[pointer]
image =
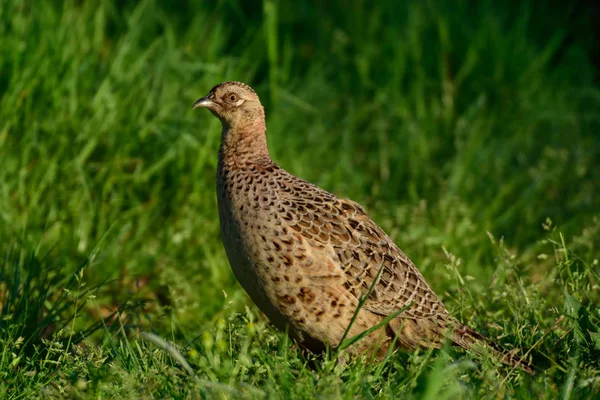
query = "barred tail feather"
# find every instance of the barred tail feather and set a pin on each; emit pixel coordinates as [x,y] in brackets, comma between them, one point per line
[470,339]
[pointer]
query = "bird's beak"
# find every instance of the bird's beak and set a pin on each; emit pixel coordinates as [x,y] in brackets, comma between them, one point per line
[205,102]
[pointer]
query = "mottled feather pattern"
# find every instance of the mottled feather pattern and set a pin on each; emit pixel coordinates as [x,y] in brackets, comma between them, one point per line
[307,257]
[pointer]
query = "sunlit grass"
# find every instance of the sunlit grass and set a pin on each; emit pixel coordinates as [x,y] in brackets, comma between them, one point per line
[470,134]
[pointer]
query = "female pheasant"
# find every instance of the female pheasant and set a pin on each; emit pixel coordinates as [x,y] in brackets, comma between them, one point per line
[309,259]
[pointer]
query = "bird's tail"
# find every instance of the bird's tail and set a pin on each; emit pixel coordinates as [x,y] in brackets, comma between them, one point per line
[470,339]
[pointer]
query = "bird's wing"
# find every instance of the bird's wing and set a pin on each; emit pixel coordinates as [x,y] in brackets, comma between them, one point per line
[371,263]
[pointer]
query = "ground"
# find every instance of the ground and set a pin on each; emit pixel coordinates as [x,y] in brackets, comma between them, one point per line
[469,131]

YOUR TASK: Transcribe the entries above verbatim, omitting their pictures.

SOLUTION FOR THIS EXERCISE:
[pointer]
image =
query = "barred tail feather"
# find every instance of the barred tail feather and set a pin on each; emit pixel coordinates as [x,y] in brackets, comma between them, one point per line
[470,339]
[pointer]
query = "bird's beak"
# find every instance of the bird's beak and set a pin on each; emit pixel coordinates as [x,y] in brackets, comma between them, one point per line
[205,102]
[pointer]
query = "mottled feather pattern"
# find every instance of the mottled feather pattern and set a pin on each; emit pixel coordinates as [x,y] in brackets, comma between them, one point per line
[307,257]
[pointer]
query = "sunlit grass"
# find every instance of the sunlit grass and set a pin on each; emit pixel coordinates as [x,y] in brackets, comma between them, one point per line
[470,134]
[pointer]
query = "female pheasant"
# find every instance of the female pheasant and set a pin on each; emit pixel coordinates as [x,y] in brackets, comma between them, one point per line
[309,259]
[pointer]
query = "bird's tail"
# find every instance of the bird's tail and set a pin on each; emit pixel coordinates as [x,y] in brackets, comma between them, one point per line
[470,339]
[pointer]
query = "bird's wing"
# find every instance of the bird's wing and set a pin on each; emit pixel coordinates as [x,y] in brackets, comma between them, one point per line
[371,263]
[pointer]
query = "ground"
# find every instance of the ground and set a pin on each; emit pixel coordinates as [x,y] in brackets, comma between them, one point per line
[469,131]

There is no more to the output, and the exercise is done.